→ Text segment

# ASUS K50IJ keyboard malfunction



## paul_faltic (Jun 6, 2014)

Hello,

I have a ASUS K50IJ, with a Core 2 Duo T5900 Processor and 2048 MB RAM. I am currently running Windows 7 Professional N.
For the past couple of weeks I began having a problem with my keyboard whenever I try editing a text file or changing a filename, and even now when posting this message . This problem doesn't occur all the time and I have no ideea if it's hardware or software related.
Sometimes, when pressing the right arrow key, the characters hge9+ appear where the cursor is and then the cursor moves. If NumLock is turned off, instead of hge9+ only hge+ appears and the cursor moves up the screen, making me believe that the 9 in hge9+ is related to the key 9 on the numeric pad (since whithout NumLock, the 9 key is Page Up). Also, when I press the Delete key, I get the characters 65s'73 and then it deletes the following letter. If I press delete several times, the s is sometimes with CAPS, like this: 65s'7365S'7365s'7365S'73 .

→ Work instructions
Continue the forum post about the ASUS K50IJ keyboard malfunction from the point where it stops. You can complete the task without using any of the entries.

→ Records
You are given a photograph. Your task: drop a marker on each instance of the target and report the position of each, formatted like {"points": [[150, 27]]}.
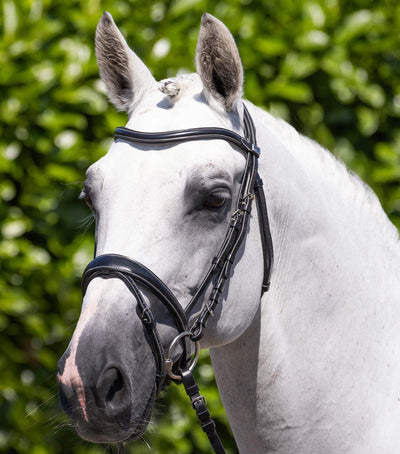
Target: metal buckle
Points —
{"points": [[198, 399], [168, 361]]}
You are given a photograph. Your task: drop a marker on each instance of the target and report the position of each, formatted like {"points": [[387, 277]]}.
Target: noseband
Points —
{"points": [[136, 276]]}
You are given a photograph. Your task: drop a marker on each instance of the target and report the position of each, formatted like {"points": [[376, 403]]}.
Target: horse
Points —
{"points": [[310, 366]]}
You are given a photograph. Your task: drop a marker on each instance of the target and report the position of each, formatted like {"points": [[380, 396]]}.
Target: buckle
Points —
{"points": [[198, 399], [251, 147]]}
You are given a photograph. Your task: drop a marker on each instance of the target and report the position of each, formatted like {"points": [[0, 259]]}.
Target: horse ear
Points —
{"points": [[218, 62], [126, 77]]}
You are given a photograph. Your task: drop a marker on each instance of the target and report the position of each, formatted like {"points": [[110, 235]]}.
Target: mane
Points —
{"points": [[332, 173], [319, 162]]}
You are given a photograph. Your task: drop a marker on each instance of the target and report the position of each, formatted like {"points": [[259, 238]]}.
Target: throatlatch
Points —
{"points": [[135, 275]]}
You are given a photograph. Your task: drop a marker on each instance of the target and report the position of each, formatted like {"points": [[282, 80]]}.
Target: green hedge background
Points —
{"points": [[329, 67]]}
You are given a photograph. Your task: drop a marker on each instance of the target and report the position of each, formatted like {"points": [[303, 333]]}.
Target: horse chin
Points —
{"points": [[101, 428]]}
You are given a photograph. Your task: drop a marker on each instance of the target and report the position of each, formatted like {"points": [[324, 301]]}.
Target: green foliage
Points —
{"points": [[330, 67]]}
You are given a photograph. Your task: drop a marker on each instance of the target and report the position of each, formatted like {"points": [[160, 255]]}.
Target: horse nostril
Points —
{"points": [[111, 392], [117, 384]]}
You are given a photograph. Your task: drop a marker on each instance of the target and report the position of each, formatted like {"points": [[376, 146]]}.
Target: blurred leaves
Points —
{"points": [[331, 68]]}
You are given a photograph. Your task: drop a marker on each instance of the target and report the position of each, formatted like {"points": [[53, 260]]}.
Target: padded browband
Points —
{"points": [[186, 135]]}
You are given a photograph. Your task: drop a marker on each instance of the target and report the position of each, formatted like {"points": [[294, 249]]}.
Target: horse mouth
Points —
{"points": [[103, 428]]}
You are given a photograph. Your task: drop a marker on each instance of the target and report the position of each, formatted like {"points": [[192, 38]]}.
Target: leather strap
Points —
{"points": [[199, 405]]}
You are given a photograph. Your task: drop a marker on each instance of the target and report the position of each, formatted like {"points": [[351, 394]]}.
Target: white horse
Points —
{"points": [[311, 367]]}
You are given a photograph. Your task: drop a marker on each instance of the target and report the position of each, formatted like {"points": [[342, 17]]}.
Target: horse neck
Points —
{"points": [[334, 292]]}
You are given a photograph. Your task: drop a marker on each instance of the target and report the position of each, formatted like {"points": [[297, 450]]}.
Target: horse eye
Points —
{"points": [[215, 201]]}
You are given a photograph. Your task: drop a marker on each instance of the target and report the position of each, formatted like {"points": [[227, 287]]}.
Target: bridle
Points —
{"points": [[136, 275]]}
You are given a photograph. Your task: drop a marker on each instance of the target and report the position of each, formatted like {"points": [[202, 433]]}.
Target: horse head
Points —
{"points": [[167, 207]]}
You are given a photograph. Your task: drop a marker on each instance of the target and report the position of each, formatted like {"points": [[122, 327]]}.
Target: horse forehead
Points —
{"points": [[127, 166]]}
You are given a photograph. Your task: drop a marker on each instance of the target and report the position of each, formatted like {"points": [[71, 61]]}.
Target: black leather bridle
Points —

→ Output below
This is very frustrating, not being able to properly edit any document. The same thing happens when NumLock is off and I press the 6 key on the numeric pad (which is right arrow). I checked that my drivers are up to date, and they are. 
Does anyone know what could be causing this? Thank you very much for your time.
Paul


----------



## joeten (Dec 4, 2008)

Hi and welcome to TSF try reinstalling the drivers usually it is bundled with the touchpad package found here ASUSTeK Computer Inc. -Support- Drivers and Download K50IJ ensure you choose the correct operating system IE win 7 32 bit or 64 bit there is also a keyboard device filter under utilities though i have not checked what it really does.


----------



## paul_faltic (Jun 6, 2014)

I've already reinstalled the TouchPad driver and the Keyboard Filter utiliy. Still no results. I forgot to mention I am using the 64bit Windows version. The problem is I can't reproduce the problem. It only happens sometime (and of course only when I need it the most).


----------



## oscer1 (Jan 27, 2010)

After you try what joeten suggested try the onscreen keyboard. If that works fine could be a faulty keyboard. Can also try an external keyboard.


----------



## paul_faltic (Jun 6, 2014)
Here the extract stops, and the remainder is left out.